#### [Work instructions]
Transcribe the entries exactly as they stand below, passing over any picture.
##### Source information #####
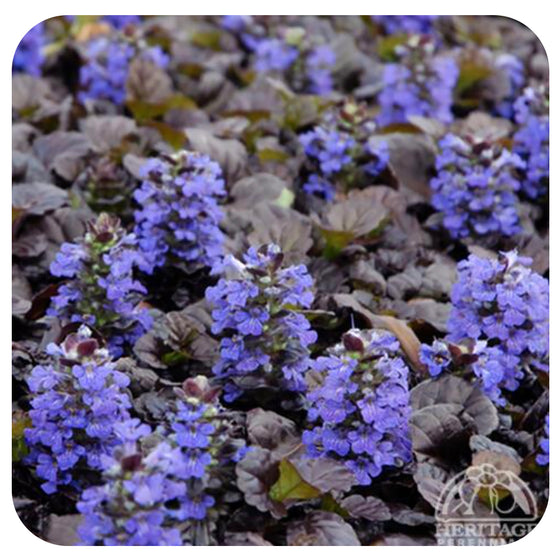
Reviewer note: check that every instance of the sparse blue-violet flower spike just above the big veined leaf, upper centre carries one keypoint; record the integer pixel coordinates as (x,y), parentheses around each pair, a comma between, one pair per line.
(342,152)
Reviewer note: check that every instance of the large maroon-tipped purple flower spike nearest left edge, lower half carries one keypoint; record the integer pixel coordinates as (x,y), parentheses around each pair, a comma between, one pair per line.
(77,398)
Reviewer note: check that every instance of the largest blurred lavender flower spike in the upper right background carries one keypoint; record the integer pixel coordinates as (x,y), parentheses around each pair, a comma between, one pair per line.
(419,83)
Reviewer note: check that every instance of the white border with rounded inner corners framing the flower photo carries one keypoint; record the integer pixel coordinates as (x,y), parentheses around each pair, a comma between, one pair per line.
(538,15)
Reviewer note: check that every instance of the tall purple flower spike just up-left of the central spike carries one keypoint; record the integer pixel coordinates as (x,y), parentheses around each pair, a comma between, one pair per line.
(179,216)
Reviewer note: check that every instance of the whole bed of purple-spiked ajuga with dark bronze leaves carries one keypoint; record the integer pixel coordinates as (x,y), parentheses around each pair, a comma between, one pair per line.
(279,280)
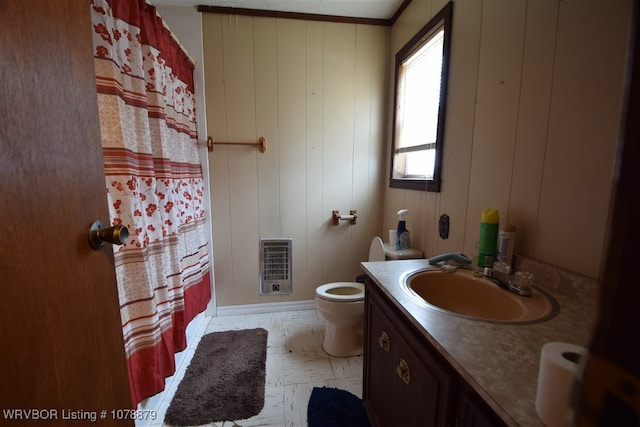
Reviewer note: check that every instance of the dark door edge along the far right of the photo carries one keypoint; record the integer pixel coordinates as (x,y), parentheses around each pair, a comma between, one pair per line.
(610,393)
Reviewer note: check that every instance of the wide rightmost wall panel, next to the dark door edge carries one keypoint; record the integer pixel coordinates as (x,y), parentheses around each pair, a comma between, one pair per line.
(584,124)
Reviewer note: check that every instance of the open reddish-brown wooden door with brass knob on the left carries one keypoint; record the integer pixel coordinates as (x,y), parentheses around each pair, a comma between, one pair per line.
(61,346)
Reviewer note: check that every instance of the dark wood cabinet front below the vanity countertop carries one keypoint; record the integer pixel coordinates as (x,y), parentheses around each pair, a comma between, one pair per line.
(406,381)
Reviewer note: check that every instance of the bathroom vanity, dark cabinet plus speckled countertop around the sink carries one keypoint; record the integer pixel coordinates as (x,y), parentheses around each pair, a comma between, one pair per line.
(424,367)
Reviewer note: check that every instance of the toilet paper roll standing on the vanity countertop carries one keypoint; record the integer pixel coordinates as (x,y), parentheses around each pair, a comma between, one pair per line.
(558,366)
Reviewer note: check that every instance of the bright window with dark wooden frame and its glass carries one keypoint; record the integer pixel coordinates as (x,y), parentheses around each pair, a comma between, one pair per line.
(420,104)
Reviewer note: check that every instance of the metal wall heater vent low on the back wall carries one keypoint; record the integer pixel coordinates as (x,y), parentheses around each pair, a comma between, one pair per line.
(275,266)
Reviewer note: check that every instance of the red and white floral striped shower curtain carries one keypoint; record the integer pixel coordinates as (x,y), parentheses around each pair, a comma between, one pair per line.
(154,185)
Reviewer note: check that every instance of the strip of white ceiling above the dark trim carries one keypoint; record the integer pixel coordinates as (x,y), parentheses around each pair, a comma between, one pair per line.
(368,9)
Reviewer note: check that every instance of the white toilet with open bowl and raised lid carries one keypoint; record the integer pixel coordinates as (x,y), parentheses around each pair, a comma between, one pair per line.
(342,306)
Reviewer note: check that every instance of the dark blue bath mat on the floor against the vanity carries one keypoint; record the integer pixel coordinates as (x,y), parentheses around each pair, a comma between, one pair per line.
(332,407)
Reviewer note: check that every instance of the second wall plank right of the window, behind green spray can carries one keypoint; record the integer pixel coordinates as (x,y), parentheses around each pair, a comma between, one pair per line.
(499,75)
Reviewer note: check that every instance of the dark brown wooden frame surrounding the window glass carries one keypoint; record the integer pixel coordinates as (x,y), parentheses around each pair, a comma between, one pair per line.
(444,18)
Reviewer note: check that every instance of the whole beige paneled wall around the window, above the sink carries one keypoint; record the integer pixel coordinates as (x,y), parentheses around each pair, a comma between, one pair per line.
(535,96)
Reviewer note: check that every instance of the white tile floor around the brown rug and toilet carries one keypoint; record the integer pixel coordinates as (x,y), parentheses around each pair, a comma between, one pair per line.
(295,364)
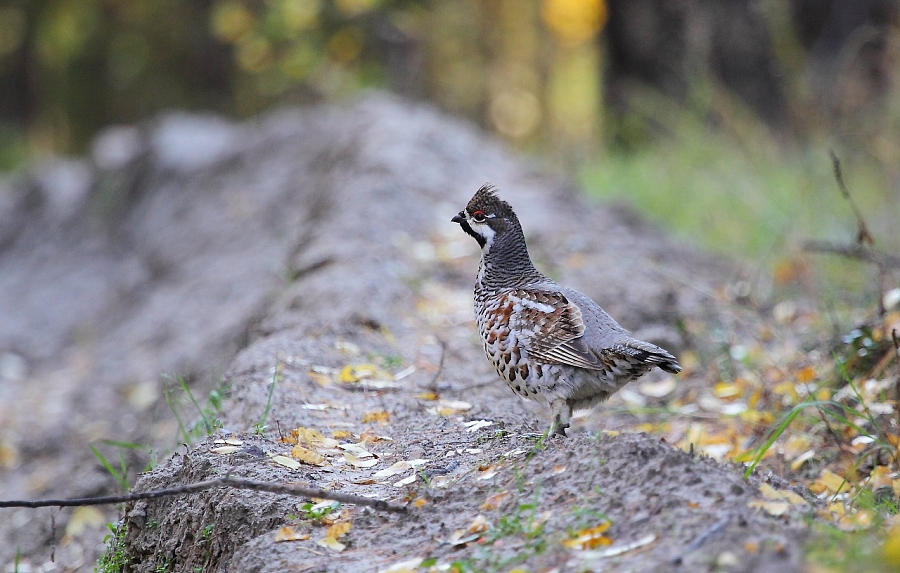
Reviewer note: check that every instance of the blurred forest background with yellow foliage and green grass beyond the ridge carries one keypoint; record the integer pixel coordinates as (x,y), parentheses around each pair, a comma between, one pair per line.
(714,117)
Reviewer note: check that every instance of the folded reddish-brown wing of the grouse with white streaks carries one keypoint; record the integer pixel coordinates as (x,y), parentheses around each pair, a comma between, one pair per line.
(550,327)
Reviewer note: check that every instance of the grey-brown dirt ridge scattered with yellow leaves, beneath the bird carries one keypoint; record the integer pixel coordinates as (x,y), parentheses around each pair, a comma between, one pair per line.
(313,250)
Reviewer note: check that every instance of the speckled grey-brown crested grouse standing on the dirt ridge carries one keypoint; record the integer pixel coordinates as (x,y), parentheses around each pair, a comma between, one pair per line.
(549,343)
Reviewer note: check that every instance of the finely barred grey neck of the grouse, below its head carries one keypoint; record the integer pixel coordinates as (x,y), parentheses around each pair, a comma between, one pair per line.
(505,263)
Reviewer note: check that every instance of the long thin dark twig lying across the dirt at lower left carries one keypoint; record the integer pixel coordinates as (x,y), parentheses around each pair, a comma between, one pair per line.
#####
#### [Task result]
Reviewer note: check that every instance of the sparse blue-violet flower spike just above the big veined leaf, upper centre carries one keypoint; record the integer pixel coordinates as (x,y), parentheses around each pair, a comma between, one pair per line.
(342,152)
Reviewer note: check that every instance of the large maroon-tipped purple flower spike nearest left edge, lower half carries one keypoint; record the integer pixel coordinates as (x,y), parentheses around each pair, a comma between, one pair per line.
(77,398)
Reviewer note: check that every instance of the largest blurred lavender flower spike in the upper right background carries one keypoint; record the integer pixel coordinates as (x,y), parentheses around each pair, a comma between, one pair per line.
(419,83)
Reviewer note: check that every instance of the white border with rounded inner corners framing the flower photo carries one keypoint; record the integer pixel coordinates as (x,y), parentheses around each pair, a comma between, one pair per line.
(538,15)
Reviewer note: check that every instance of the tall purple flower spike just up-left of the central spike carries one keypoint; record the integer pixel coordinates as (x,y), parentheses around each pair, a comma between, one pair per line.
(179,216)
Reviewer note: check that every instance of the whole bed of purple-spiked ajuga with dark bronze leaves carries one keypoint; record the integer pixel coordinates as (x,y), parentheses around each pair, a comma between, one pair per line.
(279,280)
Reviewer note: check that every instance of the dark door edge along the far right of the photo carries one keypoint; record the integer pixel coordinates as (x,y), parentheses around each pair, a comma between, one pair per line.
(610,393)
Reviewer note: check that every instance of the wide rightmost wall panel, next to the dark door edge carries one keypoint; record the integer pixel coordinates as (x,y), parentheses around each pair, a comma between, one pair per line.
(584,124)
Reviewer note: check that every instance of the open reddish-brown wooden door with brass knob on the left carries one keypoint; record the integer pixel coordinates as (x,y), parentheses around each pair, a comma between, one pair per line.
(61,346)
Reviewer note: check that every instance of the dark wood cabinet front below the vanity countertop carries one keypoint; record the integer pixel coordinates as (x,y), parentheses around each pair, a comma between, one pair per line.
(406,381)
Reviewer note: check that every instance of the bathroom vanity, dark cabinet plus speckled countertop around the sink carries one keypoint; record the integer pixel coordinates as (x,y), parentheses around each pair, a comma between, one pair per line.
(424,367)
Reviewer note: check that every instance of the toilet paper roll standing on the vanity countertop carries one keypoint; record the integer pixel coordinates as (x,y), parentheses around each pair, a comma between, one pair per line.
(558,366)
Reviewer note: check that every instance of the bright window with dark wooden frame and its glass carries one keypoint; record the integer pixel coordinates as (x,y), parentheses around each pair, a comma between, one pair per line.
(420,104)
Reviewer note: check that every instance of the metal wall heater vent low on the back wall carries one keypoint; record the integer pixel coordinates as (x,y), parentheses around each pair, a comma between, one pair per line.
(275,266)
Reviewer note: check that every instance of the red and white floral striped shower curtain carries one keypoint; record the integer pixel coordinates as (x,y), parentheses around each pair, a comma between, one pair per line.
(154,185)
Reviewer note: check that every instance of the strip of white ceiling above the dark trim carries one keypoint; record the integer pixel coordinates as (x,y), parentheses around each pair, a comma between, one pair per line.
(368,9)
Reviewer note: check that every instance of the white toilet with open bowl and raised lid carries one keypoint; record the integer pixel coordinates as (x,y), parentheses around each pair, a comma between, one pair per line.
(342,306)
Reviewer note: check that every instance of the dark blue bath mat on the floor against the vanity carries one keypoint; record the integer pixel coordinates as (x,y), parentheses around each pair, a comma between, one pair per line.
(332,407)
Reviewer note: check that every instance of the second wall plank right of the window, behind green spray can carries one keypoint; record the integer pixel coordinates as (x,y), parentheses around each pair, a comma between, one pair per line.
(499,75)
Reviewer note: check that every instance of the dark brown wooden frame surrounding the window glass carries one keypoint; record the integer pixel coordinates as (x,y), parentheses around each pair, a comma between, one pair per line.
(444,18)
Reviewer note: check that every instance of the whole beige paneled wall around the window, above the sink carries one keypoint; record the integer pixel coordinates as (x,y), parentheses around each pair, a comma between, one pair per line.
(535,96)
Reviewer note: check that every instance of the white tile floor around the brown rug and toilet carries one keypoint; record the integer pixel coordinates as (x,y), parentheses around each pair, a comma between, one pair per line.
(295,364)
Reviewer note: check that every instance of the blurred forest background with yellow foliage and green grass beyond the ridge carries one keypoint; record the integer pixel coordinates as (x,y), parentheses around each pair, a comma between, one pair per line.
(714,117)
Reviewer note: check that every instance of the folded reddish-brown wing of the grouse with white streaks carries one keypoint; record the integer pixel coordinates as (x,y), parentheses around each pair, a comma between, one pair per line.
(550,327)
Reviewer note: check that every instance of the grey-brown dirt ridge scattered with yellow leaves, beneath the bird carries one keypoint; record the integer pixel coordinates as (x,y), parentheses around each pair, a comma between, one pair per line.
(313,250)
Reviewer note: check that every instance of the speckled grey-brown crested grouse standing on the dirt ridge carries one keypoint; record the integer pixel coordinates as (x,y), parentheses around each pair, a comma between, one pair per line.
(549,343)
Reviewer note: check that every instance of the finely barred grey neck of the grouse, below its head carries one keypoint; record the integer pixel coordinates as (x,y), parentheses around each pair, a comma between, one pair per line.
(505,263)
Reviewer note: check that every instance of the long thin dark twig lying across the dirt at lower left carries one keypoint; record the integer pixel coordinates as (x,y), parentheses around each pair, a comma between, one pair per line.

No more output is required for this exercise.